Exercise requirements: All that is wanted is the exact lines from the first line of the data below through the line with "Target: light fixture glow", both ends included, with pictures omitted.

Extracted records:
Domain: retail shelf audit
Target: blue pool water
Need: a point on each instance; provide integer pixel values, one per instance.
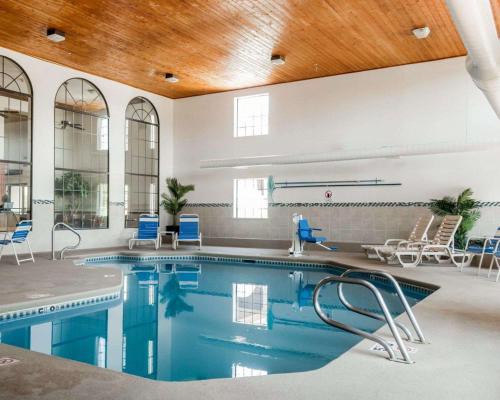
(179, 321)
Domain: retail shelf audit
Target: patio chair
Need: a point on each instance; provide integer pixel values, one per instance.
(440, 249)
(494, 261)
(20, 235)
(147, 231)
(418, 234)
(480, 246)
(304, 234)
(189, 230)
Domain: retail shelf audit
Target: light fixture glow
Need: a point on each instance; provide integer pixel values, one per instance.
(277, 59)
(55, 35)
(171, 78)
(421, 33)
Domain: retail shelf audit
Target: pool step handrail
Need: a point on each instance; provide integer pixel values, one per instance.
(401, 297)
(351, 329)
(72, 247)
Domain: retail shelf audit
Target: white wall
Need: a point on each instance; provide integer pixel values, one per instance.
(420, 103)
(46, 79)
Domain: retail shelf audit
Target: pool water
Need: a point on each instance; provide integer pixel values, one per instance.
(179, 321)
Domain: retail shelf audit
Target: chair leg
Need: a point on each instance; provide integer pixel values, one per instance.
(15, 253)
(31, 251)
(493, 258)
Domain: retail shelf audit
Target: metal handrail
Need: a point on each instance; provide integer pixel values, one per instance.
(388, 318)
(73, 247)
(400, 294)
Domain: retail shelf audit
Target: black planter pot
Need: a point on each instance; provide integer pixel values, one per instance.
(172, 228)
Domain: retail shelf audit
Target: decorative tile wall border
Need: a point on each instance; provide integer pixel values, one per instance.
(37, 311)
(239, 260)
(43, 201)
(345, 204)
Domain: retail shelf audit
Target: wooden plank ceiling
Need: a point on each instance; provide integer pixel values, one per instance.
(219, 45)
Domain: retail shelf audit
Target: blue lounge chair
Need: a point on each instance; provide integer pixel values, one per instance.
(20, 235)
(147, 231)
(304, 235)
(189, 230)
(480, 246)
(495, 260)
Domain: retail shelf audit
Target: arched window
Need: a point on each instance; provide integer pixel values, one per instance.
(16, 108)
(141, 160)
(81, 155)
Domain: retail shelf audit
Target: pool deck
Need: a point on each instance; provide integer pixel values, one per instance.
(461, 320)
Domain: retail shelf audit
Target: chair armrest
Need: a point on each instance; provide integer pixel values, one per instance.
(396, 241)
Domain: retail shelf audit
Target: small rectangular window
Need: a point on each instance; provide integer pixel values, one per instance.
(251, 115)
(250, 198)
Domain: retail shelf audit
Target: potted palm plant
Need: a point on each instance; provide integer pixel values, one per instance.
(173, 202)
(463, 205)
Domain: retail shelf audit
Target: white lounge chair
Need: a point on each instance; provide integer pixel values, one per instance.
(440, 249)
(418, 234)
(19, 236)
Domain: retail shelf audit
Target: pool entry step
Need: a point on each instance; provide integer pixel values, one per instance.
(346, 278)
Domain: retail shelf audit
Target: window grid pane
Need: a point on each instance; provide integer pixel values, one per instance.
(250, 198)
(141, 161)
(15, 144)
(251, 115)
(81, 156)
(250, 304)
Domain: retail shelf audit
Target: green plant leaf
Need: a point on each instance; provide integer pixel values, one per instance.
(463, 205)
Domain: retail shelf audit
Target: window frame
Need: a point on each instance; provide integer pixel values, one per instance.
(236, 115)
(31, 106)
(126, 188)
(64, 170)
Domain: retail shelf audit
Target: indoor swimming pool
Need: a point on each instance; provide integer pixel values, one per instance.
(196, 318)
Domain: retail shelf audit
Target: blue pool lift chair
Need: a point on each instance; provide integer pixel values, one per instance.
(19, 236)
(304, 235)
(189, 230)
(148, 230)
(480, 246)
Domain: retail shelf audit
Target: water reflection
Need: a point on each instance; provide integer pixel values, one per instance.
(184, 322)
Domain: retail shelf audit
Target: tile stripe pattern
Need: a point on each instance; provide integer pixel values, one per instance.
(42, 201)
(237, 260)
(56, 307)
(346, 204)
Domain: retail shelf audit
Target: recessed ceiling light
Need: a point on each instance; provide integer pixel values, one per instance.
(276, 59)
(171, 78)
(55, 35)
(421, 33)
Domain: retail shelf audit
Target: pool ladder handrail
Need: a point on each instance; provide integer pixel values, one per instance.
(72, 247)
(351, 329)
(401, 296)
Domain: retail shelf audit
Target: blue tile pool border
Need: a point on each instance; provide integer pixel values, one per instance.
(47, 309)
(241, 260)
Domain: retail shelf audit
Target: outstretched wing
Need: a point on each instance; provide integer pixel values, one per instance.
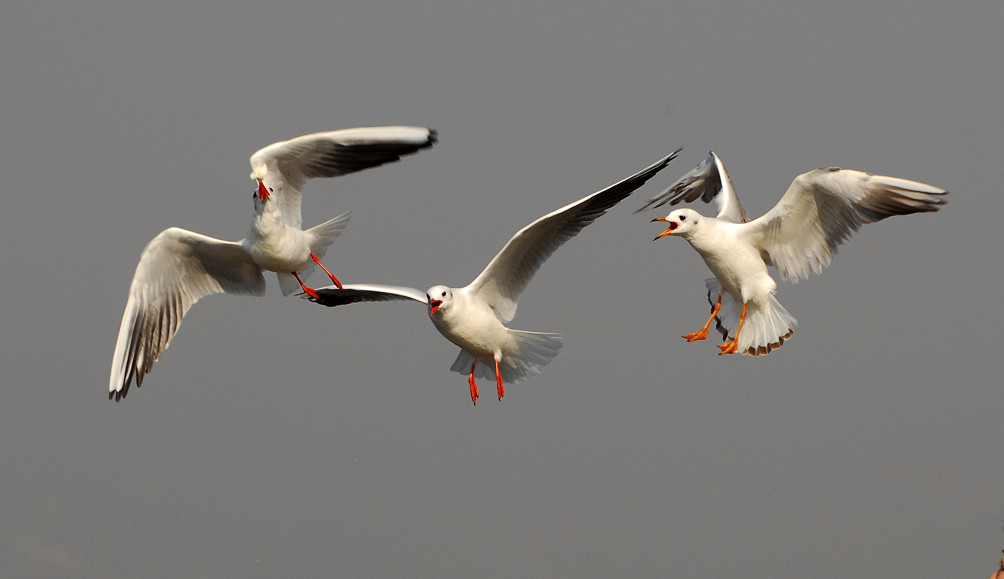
(709, 182)
(285, 166)
(507, 274)
(176, 269)
(823, 207)
(331, 296)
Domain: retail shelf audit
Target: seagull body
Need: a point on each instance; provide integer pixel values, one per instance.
(798, 236)
(179, 267)
(476, 317)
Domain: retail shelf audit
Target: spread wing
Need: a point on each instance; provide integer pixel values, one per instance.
(823, 207)
(285, 166)
(709, 182)
(331, 296)
(176, 269)
(507, 274)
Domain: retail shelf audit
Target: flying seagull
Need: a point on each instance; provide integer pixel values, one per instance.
(798, 236)
(179, 267)
(476, 317)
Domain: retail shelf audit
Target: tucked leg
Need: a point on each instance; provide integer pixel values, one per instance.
(731, 346)
(474, 385)
(703, 332)
(498, 378)
(329, 274)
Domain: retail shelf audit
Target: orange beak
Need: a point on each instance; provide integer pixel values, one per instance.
(669, 231)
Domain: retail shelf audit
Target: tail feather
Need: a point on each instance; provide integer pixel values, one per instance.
(766, 326)
(534, 350)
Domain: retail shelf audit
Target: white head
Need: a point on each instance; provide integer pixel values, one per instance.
(440, 299)
(683, 222)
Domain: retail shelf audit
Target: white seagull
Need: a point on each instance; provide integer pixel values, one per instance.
(179, 267)
(798, 236)
(476, 317)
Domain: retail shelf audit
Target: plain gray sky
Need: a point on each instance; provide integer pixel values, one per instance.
(279, 439)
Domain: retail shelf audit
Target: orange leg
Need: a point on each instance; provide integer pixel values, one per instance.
(703, 332)
(309, 291)
(731, 346)
(498, 378)
(329, 274)
(474, 385)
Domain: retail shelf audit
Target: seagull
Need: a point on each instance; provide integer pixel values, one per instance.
(476, 317)
(178, 267)
(798, 237)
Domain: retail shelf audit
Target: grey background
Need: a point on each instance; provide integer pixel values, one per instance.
(278, 439)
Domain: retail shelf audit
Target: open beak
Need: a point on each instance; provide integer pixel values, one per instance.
(669, 231)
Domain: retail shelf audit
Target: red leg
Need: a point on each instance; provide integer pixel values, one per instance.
(731, 346)
(329, 274)
(474, 385)
(703, 332)
(310, 291)
(498, 378)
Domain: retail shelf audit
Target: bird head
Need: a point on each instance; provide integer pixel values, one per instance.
(440, 298)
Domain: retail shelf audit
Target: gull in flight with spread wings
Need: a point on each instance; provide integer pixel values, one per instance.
(798, 236)
(476, 317)
(179, 267)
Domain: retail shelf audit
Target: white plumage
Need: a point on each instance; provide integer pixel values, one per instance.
(799, 236)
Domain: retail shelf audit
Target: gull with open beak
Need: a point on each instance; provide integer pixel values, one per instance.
(798, 236)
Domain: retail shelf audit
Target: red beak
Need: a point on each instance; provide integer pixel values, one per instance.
(669, 231)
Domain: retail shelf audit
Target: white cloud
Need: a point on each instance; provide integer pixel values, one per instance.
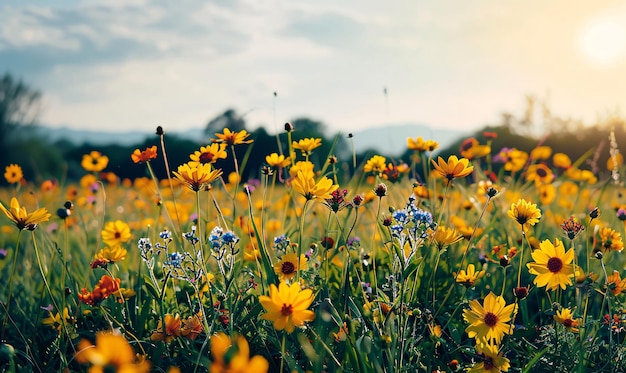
(115, 64)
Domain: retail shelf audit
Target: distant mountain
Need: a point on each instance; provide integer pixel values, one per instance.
(392, 140)
(387, 140)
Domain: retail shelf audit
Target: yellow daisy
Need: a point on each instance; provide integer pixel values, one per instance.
(489, 323)
(287, 306)
(13, 173)
(491, 361)
(453, 168)
(553, 266)
(21, 218)
(525, 213)
(469, 278)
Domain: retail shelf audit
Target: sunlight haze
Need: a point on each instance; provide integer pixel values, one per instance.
(135, 64)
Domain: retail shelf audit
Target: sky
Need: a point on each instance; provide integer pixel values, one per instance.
(134, 64)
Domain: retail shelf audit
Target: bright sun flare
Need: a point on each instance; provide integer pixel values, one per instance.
(603, 42)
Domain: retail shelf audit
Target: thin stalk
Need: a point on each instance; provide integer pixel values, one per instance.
(14, 266)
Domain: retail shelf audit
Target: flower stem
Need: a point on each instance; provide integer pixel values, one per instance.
(8, 304)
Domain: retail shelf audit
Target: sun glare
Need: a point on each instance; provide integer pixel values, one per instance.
(603, 42)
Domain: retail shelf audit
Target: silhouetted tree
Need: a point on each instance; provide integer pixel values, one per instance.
(19, 105)
(228, 119)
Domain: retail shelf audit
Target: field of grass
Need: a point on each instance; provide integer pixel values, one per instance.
(485, 261)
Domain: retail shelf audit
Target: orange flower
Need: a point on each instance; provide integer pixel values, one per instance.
(208, 154)
(195, 177)
(144, 156)
(105, 287)
(94, 161)
(172, 329)
(287, 306)
(192, 326)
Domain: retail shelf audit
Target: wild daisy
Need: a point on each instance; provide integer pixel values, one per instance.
(552, 266)
(452, 169)
(21, 218)
(525, 213)
(233, 355)
(491, 321)
(287, 306)
(13, 174)
(468, 278)
(565, 317)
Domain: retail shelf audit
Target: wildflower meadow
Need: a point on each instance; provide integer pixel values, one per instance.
(488, 260)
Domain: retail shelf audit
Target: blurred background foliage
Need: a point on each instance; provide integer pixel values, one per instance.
(42, 159)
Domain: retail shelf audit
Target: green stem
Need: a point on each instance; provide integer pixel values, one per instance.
(8, 304)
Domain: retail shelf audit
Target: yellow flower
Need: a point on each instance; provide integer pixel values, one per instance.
(547, 194)
(525, 213)
(471, 149)
(304, 183)
(233, 356)
(419, 145)
(613, 163)
(489, 323)
(111, 254)
(172, 329)
(21, 218)
(13, 173)
(565, 317)
(561, 160)
(278, 161)
(94, 161)
(195, 177)
(233, 138)
(111, 352)
(143, 156)
(208, 154)
(553, 266)
(115, 233)
(469, 278)
(192, 326)
(541, 153)
(615, 284)
(453, 168)
(539, 173)
(375, 164)
(287, 306)
(288, 266)
(444, 237)
(307, 145)
(490, 360)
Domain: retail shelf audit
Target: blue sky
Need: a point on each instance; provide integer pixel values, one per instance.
(120, 64)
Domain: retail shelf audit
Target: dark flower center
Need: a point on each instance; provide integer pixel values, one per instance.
(522, 219)
(541, 172)
(555, 265)
(287, 268)
(488, 363)
(206, 158)
(568, 322)
(490, 319)
(286, 310)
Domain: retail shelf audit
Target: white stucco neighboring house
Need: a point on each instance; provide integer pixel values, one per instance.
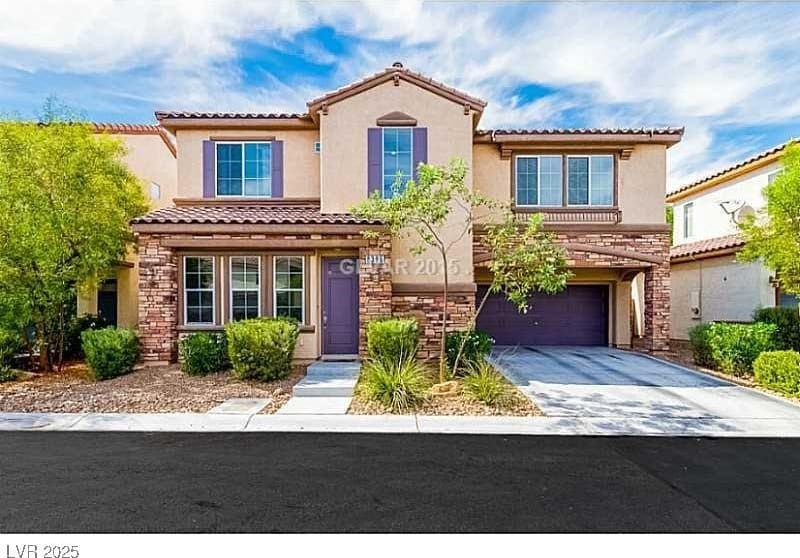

Reply to the exercise:
Domain: retail shelf audit
Target: blue pool water
Need: a point on each instance; provide integer pixel values, one per instance.
(179, 321)
Domain: retail shelf audit
Target: patio chair
Need: a point on each instance; provide integer pixel values, one per instance.
(440, 249)
(494, 261)
(20, 235)
(147, 231)
(418, 234)
(480, 246)
(304, 234)
(189, 230)
Domain: retail shelf audit
Target: light fixture glow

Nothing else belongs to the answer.